**Reading text**
++++

Search, Automation & Analysis
The dorsal.api module contains high-level workflow functions.
These functions are for generating and managing file records, both locally and on DorsalHub.
This guide provides examples for some of these functions. All dorsal.api functions are documented at Python API Reference: File Functions
Batch Processing
scan_directory
- Scans a directory containing files, and generates file records for each file
- Returns a list of
LocalFileobjects.
Scan a directory
from dorsal.api import scan_directory
# Creates a list of LocalFile instances; one for each file in the directory
files = scan_directory(
dir_path="./projects/alpha",
recursive=True
)

++++

**Problem set**
1. Answer these questions using the dorsal.api guide:
(a) What kind of functions does the dorsal.api module contain?
(b) Where are all dorsal.api functions documented?
(c) In the scan example, what directory path is passed to scan_directory?
2. Print the stretch of the dorsal.api guide from "Search, Automation &" through "and on DorsalHub.", copied word for word.
3. Write the next part of the dorsal.api guide, picking up right after its final line.

++++

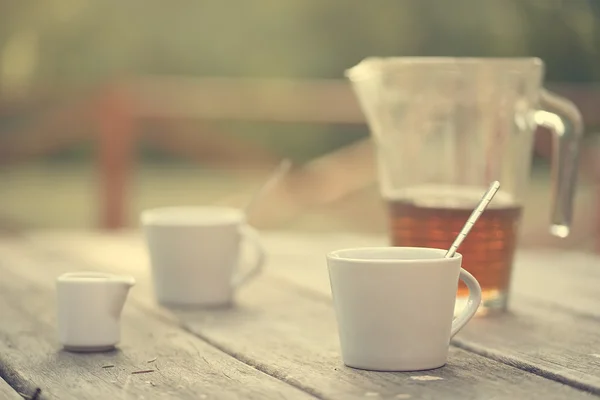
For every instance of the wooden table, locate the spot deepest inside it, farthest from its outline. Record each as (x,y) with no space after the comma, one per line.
(280,340)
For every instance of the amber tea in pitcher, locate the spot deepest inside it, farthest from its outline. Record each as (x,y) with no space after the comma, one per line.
(432,217)
(444,128)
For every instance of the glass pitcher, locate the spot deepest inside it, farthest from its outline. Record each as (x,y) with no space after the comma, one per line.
(444,129)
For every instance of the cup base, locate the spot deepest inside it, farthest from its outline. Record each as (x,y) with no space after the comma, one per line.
(405,368)
(89,349)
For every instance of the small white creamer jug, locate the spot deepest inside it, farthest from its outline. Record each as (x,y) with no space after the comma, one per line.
(89,309)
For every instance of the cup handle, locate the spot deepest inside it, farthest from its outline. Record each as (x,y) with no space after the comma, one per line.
(472,304)
(242,277)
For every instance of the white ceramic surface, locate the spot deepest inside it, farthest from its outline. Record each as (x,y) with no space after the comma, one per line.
(395,305)
(195,254)
(89,309)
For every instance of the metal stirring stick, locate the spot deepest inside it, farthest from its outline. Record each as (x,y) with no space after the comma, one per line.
(485,200)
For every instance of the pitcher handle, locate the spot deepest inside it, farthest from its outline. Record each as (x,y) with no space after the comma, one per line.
(563,118)
(252,235)
(472,303)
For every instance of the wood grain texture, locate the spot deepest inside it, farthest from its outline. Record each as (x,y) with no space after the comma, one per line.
(8,393)
(183,366)
(291,333)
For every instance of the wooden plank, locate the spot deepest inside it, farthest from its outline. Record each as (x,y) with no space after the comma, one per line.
(8,393)
(292,334)
(184,367)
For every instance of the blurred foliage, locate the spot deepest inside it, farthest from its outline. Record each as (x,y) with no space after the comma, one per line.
(82,42)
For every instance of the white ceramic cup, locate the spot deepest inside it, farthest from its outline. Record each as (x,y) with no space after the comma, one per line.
(195,254)
(89,309)
(395,306)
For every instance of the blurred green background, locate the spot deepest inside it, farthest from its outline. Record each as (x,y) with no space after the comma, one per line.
(68,43)
(71,45)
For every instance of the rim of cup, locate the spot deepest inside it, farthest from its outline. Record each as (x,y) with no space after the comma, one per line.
(392,255)
(94,277)
(192,216)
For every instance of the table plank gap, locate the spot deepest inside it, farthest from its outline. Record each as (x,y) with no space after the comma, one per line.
(6,391)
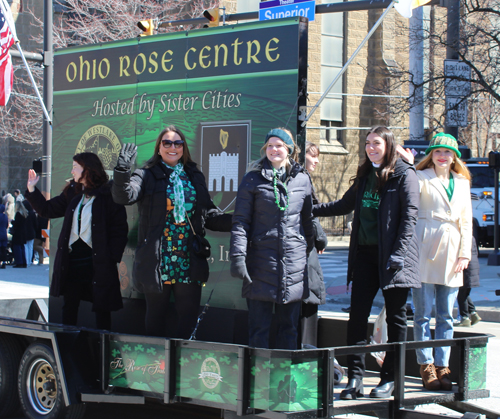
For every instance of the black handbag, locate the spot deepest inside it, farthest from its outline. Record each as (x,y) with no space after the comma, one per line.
(200,245)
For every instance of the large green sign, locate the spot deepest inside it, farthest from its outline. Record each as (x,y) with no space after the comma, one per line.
(223,87)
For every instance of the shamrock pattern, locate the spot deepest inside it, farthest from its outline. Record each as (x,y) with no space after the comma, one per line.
(175,262)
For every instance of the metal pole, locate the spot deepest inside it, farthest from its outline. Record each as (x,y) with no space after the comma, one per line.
(452,41)
(48,88)
(30,56)
(372,30)
(494,257)
(44,109)
(417,74)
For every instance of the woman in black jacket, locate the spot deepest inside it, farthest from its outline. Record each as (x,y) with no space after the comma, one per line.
(91,243)
(173,200)
(383,252)
(271,236)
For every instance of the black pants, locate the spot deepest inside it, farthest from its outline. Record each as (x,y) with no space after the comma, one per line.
(79,288)
(187,305)
(309,324)
(465,304)
(365,286)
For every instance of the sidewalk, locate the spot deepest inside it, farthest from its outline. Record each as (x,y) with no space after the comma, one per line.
(486,302)
(18,287)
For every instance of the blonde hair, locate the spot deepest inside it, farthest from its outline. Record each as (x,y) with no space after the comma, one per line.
(458,166)
(294,155)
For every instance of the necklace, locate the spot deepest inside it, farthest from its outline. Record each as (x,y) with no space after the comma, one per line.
(276,194)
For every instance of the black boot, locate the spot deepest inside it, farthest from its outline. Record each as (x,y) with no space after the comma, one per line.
(383,390)
(353,389)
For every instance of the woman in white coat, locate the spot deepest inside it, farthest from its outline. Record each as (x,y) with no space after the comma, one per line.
(444,230)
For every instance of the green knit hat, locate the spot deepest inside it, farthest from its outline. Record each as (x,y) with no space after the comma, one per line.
(443,140)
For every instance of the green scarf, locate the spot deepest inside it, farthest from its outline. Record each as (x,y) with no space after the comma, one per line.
(175,178)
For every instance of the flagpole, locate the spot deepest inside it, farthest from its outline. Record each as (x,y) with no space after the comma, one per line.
(344,68)
(6,13)
(47,117)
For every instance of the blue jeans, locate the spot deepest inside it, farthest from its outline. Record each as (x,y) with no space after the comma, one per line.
(260,314)
(423,299)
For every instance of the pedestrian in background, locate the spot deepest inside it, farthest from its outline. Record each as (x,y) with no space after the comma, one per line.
(18,231)
(9,201)
(30,229)
(317,291)
(174,206)
(466,307)
(4,225)
(383,251)
(271,236)
(444,230)
(91,243)
(42,223)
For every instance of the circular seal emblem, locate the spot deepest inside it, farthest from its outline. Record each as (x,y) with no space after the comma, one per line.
(210,373)
(102,141)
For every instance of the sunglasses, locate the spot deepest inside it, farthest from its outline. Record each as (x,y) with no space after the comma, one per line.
(168,143)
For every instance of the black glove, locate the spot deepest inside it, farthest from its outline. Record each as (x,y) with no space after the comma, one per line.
(239,268)
(127,156)
(395,262)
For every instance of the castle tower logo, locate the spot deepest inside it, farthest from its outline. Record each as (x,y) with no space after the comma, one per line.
(224,157)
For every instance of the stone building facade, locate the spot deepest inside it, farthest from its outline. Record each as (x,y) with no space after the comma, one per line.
(16,157)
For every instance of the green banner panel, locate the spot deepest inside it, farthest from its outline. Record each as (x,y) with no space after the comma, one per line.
(477,367)
(138,366)
(223,87)
(282,384)
(207,375)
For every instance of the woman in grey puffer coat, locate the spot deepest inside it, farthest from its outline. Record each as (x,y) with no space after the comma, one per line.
(270,239)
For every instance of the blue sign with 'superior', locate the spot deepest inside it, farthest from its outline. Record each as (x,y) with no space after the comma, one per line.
(277,9)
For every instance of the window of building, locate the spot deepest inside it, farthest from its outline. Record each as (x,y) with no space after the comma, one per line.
(248,6)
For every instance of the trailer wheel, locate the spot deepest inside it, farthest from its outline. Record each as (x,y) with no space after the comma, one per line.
(10,357)
(39,385)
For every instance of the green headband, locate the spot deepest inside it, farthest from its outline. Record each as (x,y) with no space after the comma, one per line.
(283,136)
(443,140)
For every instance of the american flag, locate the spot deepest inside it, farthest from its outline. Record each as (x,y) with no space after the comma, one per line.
(6,70)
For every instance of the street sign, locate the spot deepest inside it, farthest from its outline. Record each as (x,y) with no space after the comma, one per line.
(278,9)
(457,78)
(456,111)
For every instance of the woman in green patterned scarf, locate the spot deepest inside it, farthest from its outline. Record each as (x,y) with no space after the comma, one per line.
(171,193)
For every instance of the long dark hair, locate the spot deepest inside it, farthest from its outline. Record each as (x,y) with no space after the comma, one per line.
(387,165)
(93,172)
(186,156)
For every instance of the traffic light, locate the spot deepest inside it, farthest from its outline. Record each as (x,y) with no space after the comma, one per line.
(213,17)
(147,26)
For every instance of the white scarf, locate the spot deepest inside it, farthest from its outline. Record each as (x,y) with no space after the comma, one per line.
(85,232)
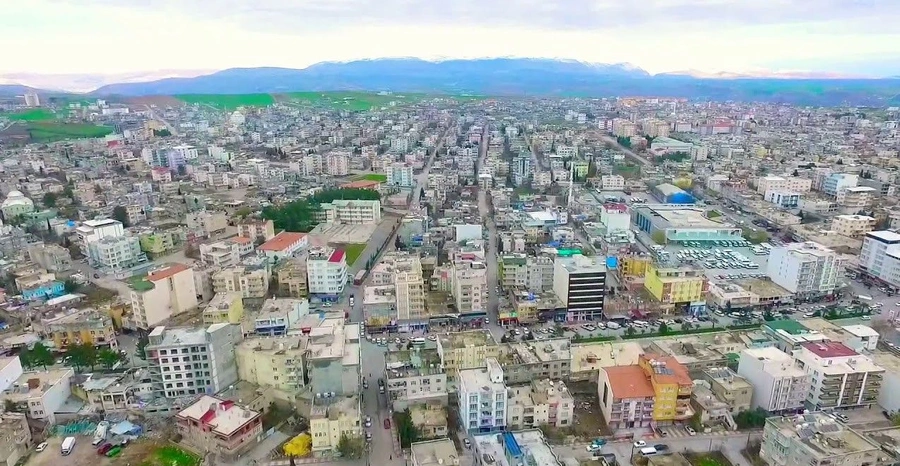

++++

**Written responses**
1.
(a) High-level workflow functions.
(b) At Python API Reference: File Functions.
(c) "./projects/alpha"

2.
Search, Automation & Analysis
The dorsal.api module contains high-level workflow functions.
These functions are for generating and managing file records, both locally and on DorsalHub.

3.
For information on working with LocalFile, see: `Working with Files
index_directory
- Scans a directory and privately publishes the metadata to DorsalHub (set
private=Falseto create public metadata records) - Returns a detailed summary of the operation, including the URL and status of all indexed file records
Index a directory
from dorsal.api import index_directory
# Generates and publishes the metadata record (File Record) for all files in a directory
summary = index_directory(
dir_path="./projects/alpha",
recursive=True
)
Search
search_user_files.
- Search any indexed file record
- Supports the full Dorsal Search Syntax.
Example: Find and download metadata for all PDFs labeled "urgent"
Search Indexed File Metadata
from dorsal.api import search_user_files
response = search_user_files(
query="label:urgent extension:pdf",
sort_by="date_modified"
)
print(f"Found {response.pagination.record_count} urgent PDFs.")
first_result = response.results[0] # This is a full File Record (`FileRecordDateTime`) object
print(f"Tags: {first_result.tags}")
which would print something like:
Found 23 urgent PDFs.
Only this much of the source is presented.